» Material
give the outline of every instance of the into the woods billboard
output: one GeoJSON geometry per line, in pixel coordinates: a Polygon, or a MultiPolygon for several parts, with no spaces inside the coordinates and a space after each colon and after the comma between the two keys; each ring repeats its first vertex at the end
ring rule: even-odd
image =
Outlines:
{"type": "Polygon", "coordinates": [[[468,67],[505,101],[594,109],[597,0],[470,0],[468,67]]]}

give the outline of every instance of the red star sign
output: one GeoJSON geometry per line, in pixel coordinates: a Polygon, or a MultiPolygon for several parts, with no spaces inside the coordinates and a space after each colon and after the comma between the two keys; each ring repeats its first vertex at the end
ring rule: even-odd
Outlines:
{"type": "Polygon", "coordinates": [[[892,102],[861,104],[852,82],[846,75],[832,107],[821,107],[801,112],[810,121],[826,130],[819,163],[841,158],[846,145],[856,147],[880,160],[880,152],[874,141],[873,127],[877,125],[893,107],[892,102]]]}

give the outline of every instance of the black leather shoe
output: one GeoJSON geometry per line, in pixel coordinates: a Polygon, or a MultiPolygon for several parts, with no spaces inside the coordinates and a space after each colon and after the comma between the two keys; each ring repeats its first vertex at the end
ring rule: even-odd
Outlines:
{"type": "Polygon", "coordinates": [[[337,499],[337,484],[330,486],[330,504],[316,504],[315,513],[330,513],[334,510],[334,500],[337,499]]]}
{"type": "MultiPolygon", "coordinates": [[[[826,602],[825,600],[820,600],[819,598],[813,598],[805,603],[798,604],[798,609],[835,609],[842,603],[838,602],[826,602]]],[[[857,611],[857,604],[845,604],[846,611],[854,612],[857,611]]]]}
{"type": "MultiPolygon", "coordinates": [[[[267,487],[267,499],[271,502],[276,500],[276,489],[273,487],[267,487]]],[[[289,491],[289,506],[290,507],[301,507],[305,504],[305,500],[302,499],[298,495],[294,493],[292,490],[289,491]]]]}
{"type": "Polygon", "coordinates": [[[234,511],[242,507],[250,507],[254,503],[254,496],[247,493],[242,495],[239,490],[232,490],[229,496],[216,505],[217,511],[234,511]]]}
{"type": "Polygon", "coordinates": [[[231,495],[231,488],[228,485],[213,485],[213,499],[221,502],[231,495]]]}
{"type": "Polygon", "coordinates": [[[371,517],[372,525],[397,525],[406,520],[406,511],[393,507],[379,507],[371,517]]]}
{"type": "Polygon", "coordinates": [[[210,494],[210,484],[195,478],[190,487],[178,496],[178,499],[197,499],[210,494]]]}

» What this task involves
Set down all of the records shown above once more, exactly.

» Result of the exercise
give the outline of every instance of the into the woods billboard
output: one GeoJSON geometry per line, in pixel coordinates: a Polygon, or a MultiPolygon for several parts, with no spaces inside the coordinates and a space after each colon and after the comma between the two keys; each ring repeats its first vertex at the end
ring rule: even-odd
image =
Outlines:
{"type": "Polygon", "coordinates": [[[468,67],[505,101],[594,109],[597,0],[470,0],[468,67]]]}

give the outline of every instance of the red star sign
output: one GeoJSON geometry per line, in pixel coordinates: a Polygon, or a MultiPolygon for several parts, with no spaces inside the coordinates and a space after each colon and after the comma between the two keys; each ring repeats its first vertex at the end
ring rule: even-odd
Outlines:
{"type": "Polygon", "coordinates": [[[892,102],[861,104],[852,82],[846,75],[832,107],[821,107],[801,112],[810,121],[826,130],[819,163],[841,158],[846,145],[856,147],[880,160],[880,152],[874,141],[873,127],[877,125],[893,107],[892,102]]]}

give the outline of every instance of the black leather shoe
output: one GeoJSON geometry per line, in pixel coordinates: a Polygon, or a MultiPolygon for several parts, with no spaces inside the coordinates and a space after each colon and after the comma between the two keys; each ring repeats its first vertex at the end
ring rule: even-odd
Outlines:
{"type": "Polygon", "coordinates": [[[337,499],[337,484],[330,486],[330,504],[316,504],[315,513],[330,513],[334,510],[334,500],[337,499]]]}
{"type": "MultiPolygon", "coordinates": [[[[826,602],[825,600],[820,600],[819,598],[813,598],[805,603],[798,604],[798,609],[835,609],[842,603],[838,602],[826,602]]],[[[857,611],[857,604],[845,604],[846,611],[854,612],[857,611]]]]}
{"type": "MultiPolygon", "coordinates": [[[[267,487],[267,499],[271,502],[276,500],[276,489],[273,487],[267,487]]],[[[289,491],[289,506],[290,507],[301,507],[305,504],[305,500],[302,499],[298,495],[294,493],[292,490],[289,491]]]]}
{"type": "Polygon", "coordinates": [[[234,511],[242,507],[250,507],[254,503],[254,496],[247,493],[242,495],[239,490],[232,490],[229,496],[216,505],[217,511],[234,511]]]}
{"type": "Polygon", "coordinates": [[[231,495],[231,488],[228,485],[213,485],[213,499],[221,502],[231,495]]]}
{"type": "Polygon", "coordinates": [[[371,517],[372,525],[397,525],[406,520],[406,511],[393,507],[379,507],[371,517]]]}
{"type": "Polygon", "coordinates": [[[210,494],[210,484],[195,478],[190,487],[178,496],[178,499],[197,499],[210,494]]]}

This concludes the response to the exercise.